§ Material to process
^^^^
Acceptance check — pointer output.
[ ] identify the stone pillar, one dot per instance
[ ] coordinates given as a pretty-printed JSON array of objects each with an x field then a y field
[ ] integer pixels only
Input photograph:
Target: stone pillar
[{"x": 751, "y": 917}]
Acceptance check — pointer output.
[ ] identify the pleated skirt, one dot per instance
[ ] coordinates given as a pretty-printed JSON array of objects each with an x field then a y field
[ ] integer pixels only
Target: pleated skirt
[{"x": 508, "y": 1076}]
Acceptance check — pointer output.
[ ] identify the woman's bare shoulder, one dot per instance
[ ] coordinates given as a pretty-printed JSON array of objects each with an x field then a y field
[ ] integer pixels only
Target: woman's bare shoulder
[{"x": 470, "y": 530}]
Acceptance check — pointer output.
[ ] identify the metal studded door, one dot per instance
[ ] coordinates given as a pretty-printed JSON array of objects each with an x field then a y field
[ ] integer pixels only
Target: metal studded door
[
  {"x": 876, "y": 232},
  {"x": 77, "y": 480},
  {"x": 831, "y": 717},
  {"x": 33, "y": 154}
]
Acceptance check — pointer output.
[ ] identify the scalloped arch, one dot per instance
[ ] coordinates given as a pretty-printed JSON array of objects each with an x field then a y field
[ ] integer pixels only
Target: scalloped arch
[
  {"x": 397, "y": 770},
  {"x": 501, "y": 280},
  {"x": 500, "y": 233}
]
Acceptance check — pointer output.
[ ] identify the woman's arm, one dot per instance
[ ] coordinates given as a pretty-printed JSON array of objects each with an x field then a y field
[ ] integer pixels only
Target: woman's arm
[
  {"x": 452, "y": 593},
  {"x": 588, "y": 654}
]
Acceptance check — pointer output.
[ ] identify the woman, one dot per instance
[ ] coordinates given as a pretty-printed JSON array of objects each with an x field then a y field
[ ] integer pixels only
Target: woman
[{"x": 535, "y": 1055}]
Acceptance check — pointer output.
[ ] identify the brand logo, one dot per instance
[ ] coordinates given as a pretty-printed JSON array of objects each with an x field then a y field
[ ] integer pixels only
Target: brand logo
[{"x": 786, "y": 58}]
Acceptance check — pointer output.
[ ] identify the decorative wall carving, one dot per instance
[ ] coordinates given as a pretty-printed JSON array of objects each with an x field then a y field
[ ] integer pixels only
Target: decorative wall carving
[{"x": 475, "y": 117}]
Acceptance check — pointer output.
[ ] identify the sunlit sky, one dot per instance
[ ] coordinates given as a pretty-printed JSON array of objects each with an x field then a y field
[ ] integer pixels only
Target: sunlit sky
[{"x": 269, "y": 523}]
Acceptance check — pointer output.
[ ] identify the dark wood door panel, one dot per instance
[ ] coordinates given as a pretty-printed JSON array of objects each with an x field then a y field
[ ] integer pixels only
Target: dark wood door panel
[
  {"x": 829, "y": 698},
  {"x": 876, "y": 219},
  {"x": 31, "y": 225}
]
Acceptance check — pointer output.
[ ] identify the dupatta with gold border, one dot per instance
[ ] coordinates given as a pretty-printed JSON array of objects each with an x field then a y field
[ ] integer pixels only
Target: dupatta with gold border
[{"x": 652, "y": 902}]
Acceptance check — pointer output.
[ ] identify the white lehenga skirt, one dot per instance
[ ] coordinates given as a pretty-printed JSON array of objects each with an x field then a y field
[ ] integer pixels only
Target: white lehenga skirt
^^^^
§ Goal
Can you rewrite the listing from its start through the line containing "Target: stone pillar", inclusive, replacing "stone pillar" with "marble column" and leaving everything else unchanged?

§ Exercise response
Acceptance check — pointer output.
[ ] identify the marble column, one dot per instance
[ ] coordinates given as a pretty-printed JSON array of objects each with an x field then a y field
[ ] integer pixels only
Input photograph:
Target: marble column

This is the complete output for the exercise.